-- Record set start --

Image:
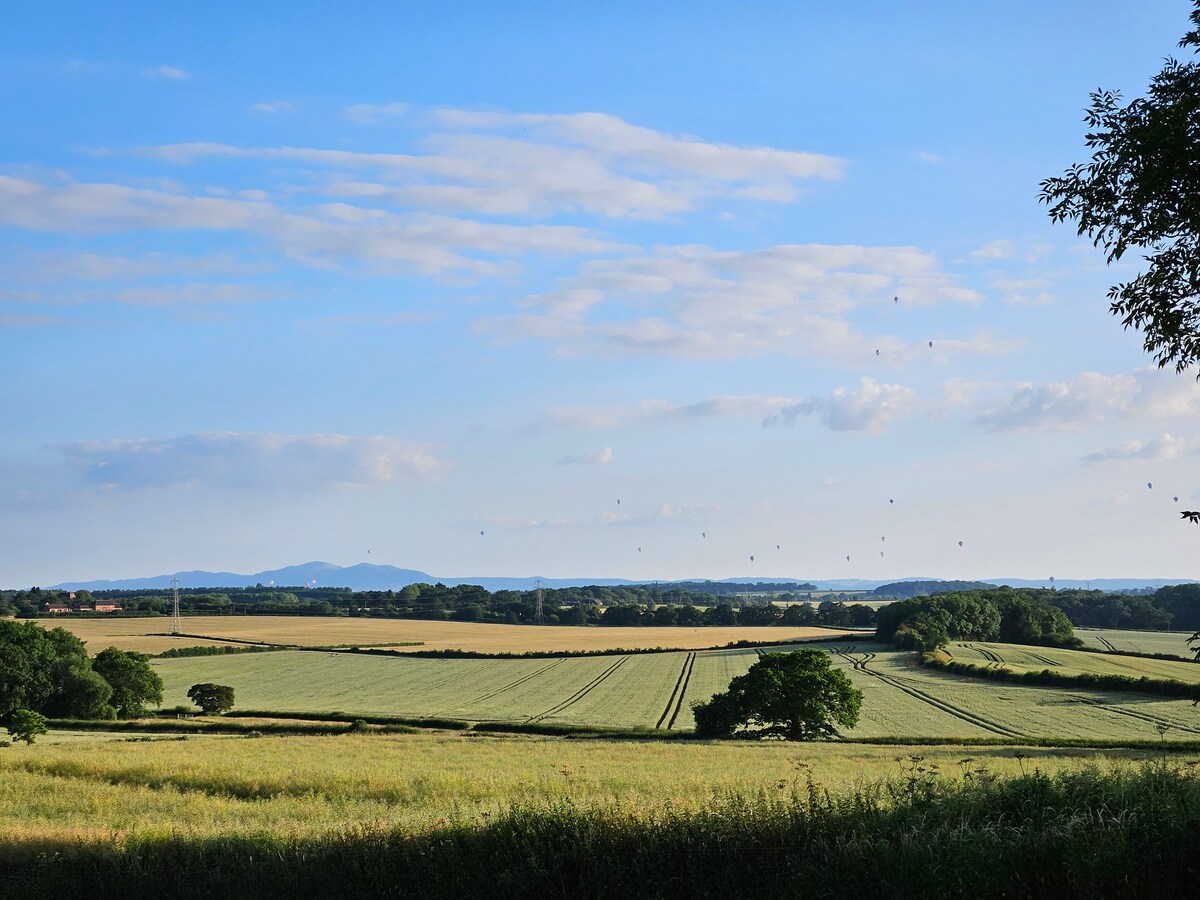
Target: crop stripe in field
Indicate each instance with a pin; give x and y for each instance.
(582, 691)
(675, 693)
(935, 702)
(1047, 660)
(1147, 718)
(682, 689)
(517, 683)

-- Record set end --
-- Record set start --

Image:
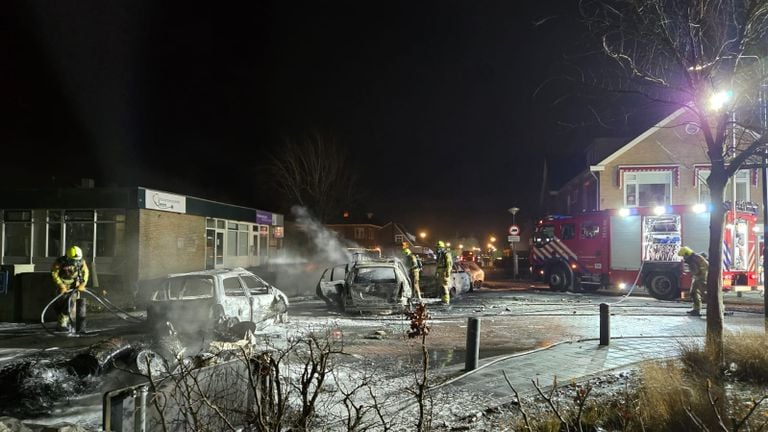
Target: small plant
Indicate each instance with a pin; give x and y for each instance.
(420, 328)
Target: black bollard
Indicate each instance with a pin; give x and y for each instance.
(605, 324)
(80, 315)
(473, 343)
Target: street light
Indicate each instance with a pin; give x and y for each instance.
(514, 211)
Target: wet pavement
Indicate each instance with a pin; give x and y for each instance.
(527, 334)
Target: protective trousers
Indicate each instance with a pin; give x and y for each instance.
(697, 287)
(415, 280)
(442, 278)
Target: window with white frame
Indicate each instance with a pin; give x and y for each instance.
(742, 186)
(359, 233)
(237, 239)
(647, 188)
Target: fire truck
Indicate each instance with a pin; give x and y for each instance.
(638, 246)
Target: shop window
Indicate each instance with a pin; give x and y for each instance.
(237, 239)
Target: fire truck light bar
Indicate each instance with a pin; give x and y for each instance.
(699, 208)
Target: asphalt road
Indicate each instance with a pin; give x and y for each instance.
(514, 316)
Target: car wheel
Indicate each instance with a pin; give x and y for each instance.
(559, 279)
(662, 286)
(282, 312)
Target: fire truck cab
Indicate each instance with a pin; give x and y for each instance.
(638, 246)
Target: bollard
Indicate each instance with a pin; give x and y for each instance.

-- Record set end --
-- Record set start --

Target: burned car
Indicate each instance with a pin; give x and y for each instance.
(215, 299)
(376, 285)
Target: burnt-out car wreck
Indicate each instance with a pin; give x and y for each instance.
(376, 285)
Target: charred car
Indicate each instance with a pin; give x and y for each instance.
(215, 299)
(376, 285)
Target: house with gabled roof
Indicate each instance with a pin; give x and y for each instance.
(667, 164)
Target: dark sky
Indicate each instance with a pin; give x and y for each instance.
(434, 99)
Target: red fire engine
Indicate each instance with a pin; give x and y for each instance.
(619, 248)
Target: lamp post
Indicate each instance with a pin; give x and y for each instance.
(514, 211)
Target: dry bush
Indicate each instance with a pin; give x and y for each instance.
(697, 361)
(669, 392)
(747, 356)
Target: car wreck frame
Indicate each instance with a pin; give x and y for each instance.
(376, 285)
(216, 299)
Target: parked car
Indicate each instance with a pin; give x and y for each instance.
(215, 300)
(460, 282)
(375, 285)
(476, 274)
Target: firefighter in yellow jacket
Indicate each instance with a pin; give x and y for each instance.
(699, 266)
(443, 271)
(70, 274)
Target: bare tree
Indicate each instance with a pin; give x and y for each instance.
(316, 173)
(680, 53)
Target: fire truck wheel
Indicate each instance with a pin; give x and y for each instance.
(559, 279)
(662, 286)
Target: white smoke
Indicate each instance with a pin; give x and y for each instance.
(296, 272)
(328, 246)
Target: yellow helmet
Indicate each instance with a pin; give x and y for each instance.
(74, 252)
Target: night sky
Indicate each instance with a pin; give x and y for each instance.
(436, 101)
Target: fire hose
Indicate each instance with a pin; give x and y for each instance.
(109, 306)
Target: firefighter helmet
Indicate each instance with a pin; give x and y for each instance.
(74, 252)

-- Record set end --

**Brief:** Please count how many lines in the records above contain the string "truck", and reply with only that number.

**Answer for this exercise:** 4